By seeking legal help when you suspect sexual harassment, you can take a stand against this unacceptable behavior and protect your rights. Don’t suffer in silence—reach out to our trusted San Diego sexual harassment attorneys from Mara Law Firm today.

Types of Sexual Harassment

The California Fair Employment and Housing Act (FEHA) applies to public and private employers as well as labor organizations and employment agencies, making it illegal for employers of five or more employees to discriminate against applicants and employees because of a protected category, or to retaliate against them because they have asserted their rights under the law. The FEHA also prohibits harassment based on protected categories against employees, applicants, unpaid interns, volunteers, or contractors, and harassment is prohibited in every workplace, even those with fewer than five employees.

Some of the most common kinds of sexual harassment claims include, but are not limited to:

  • Unwelcome sexual advances
  • Making conditions of employment or advancement dependent on sexual favors
  • Requesting sexual favors
  • Making sexual propositions
  • Physical acts of sexual assault
  • Verbal harassment of a sexual nature, including jokes referring to sexual acts or sexual orientation
  • Expressing a desire for sexual contact or conduct
  • Displaying sexual visuals
  • Unwanted touching or physical contact
  • Using sexually-explicit language
  • Comments about a person’s body, figure, and sexual orientation
  • Discussing sexual relations, stories, or fantasies at work, school, or in other inappropriate places
  • Telling sexual jokes
  • Employers making benefit promises to receive sexual favors
  • Feeling pressured to engage with someone sexually
  • Commenting on a person’s appearance
  • Physical touching and preventing people from moving
  • Exposing oneself or performing sexual acts on oneself
  • Speaking in a sexual tone
  • Retaliation and threats based on an individual’s denial of sexual advances
  • Unwanted sexually explicit photos, emails, or text messages.
  • Using sexually suggestive nicknames or terms of endearment
  • Derogatory jokes, comments, and epithets

What to Do if You Experience Sexual Harassment at Work?

Experiencing sexual harassment in the workplace can be a distressing and overwhelming situation. Many people do not know what to do or where to turn. 

However, it is important to take immediate action to protect your rights and ensure a safe working environment. If you find yourself in this unfortunate situation, here are some crucial steps to follow:

  • Document the incidents: Start by documenting every instance of sexual harassment you experience or witness. Include details such as dates, times, locations, actions, and any witnesses present. This will serve as essential evidence if you decide to take legal action in the future.
  • Report the harassment: Report the harassment to your employer or supervisor promptly. Follow your company’s established reporting procedures and provide a written account of the incidents. Keep a copy of this report for your own records.
  • Consult a San Diego sexual harassment attorney: Seeking legal advice from a knowledgeable attorney who handles sexual harassment cases is vital. We can guide you through the legal process, explain your rights, and advocate on your behalf. Our skilled attorneys will help you assess the situation, determine the best course of action, and represent your interests effectively.

Remember, it is important to act promptly when dealing with sexual harassment at work. By taking these steps, you are asserting your rights and working towards a resolution that ensures a safe and harassment-free workplace.

**ACTIONS TO TAKE:**
1) Please answer these from the sexual harassment passage, one line each:
(a) Under the FEHA, at what employer size does the ban on discriminating against applicants and employees apply?
(b) In which workplaces is harassment prohibited?
(c) After giving your employer a written account of the incidents, what should you keep?
2) Carry the sexual harassment passage on from its final sentence.

**MATERIAL PROVIDED:**

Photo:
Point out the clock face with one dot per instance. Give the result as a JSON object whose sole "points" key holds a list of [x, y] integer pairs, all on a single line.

**TASK ANSWERS:**
1)
(a) Employers of five or more employees.
(b) Every workplace, even those with fewer than five employees.
(c) A copy of the report for your own records.

2)
Sexual Harassment Liability

An employee in California who commits this type of inappropriate behavior will be personally liable for a victim’s damages regardless of whether an employer knows about or should have known about sexual harassment. While sexual harassment lawyers can pursue damages against employees who commit these offenses, many employees may lack the financial resources necessary to appropriately compensate victims for their damages. 

Since this scenario is so common, a San Diego sexual harassment attorney can help a person ensure that they include all individuals and entities potentially responsible for harassment in any lawsuit. An employer can be held strictly liable if the offense of a victim was perpetrated by a supervisor or an employer themselves. 

Sexual Harassment attorney

In other words, an employer can be liable for a victim’s damages regardless of whether an employer knew or should have known about it and regardless of whether they took any kind of corrective action. An employer will also be liable for damages stemming from sexual harassment when they knew or should have known about harassing behavior but failed to take the appropriate steps or corrective actions to remedy the issue. 

Before a person can bring a lawsuit for sexual harassment, they need to file a complaint with the California Department of Fair Housing and Employment (DFEH). The administrative complaint will allow the DFEH to conduct its own investigation into the claim to decide if they are going to take action against an employer. 

When DFEH declines to bring a civil action within 150 days of the filing of a complaint, then a person can request a right-to-sue notice. After obtaining this notice, a person will have the right to file an independent lawsuit in court.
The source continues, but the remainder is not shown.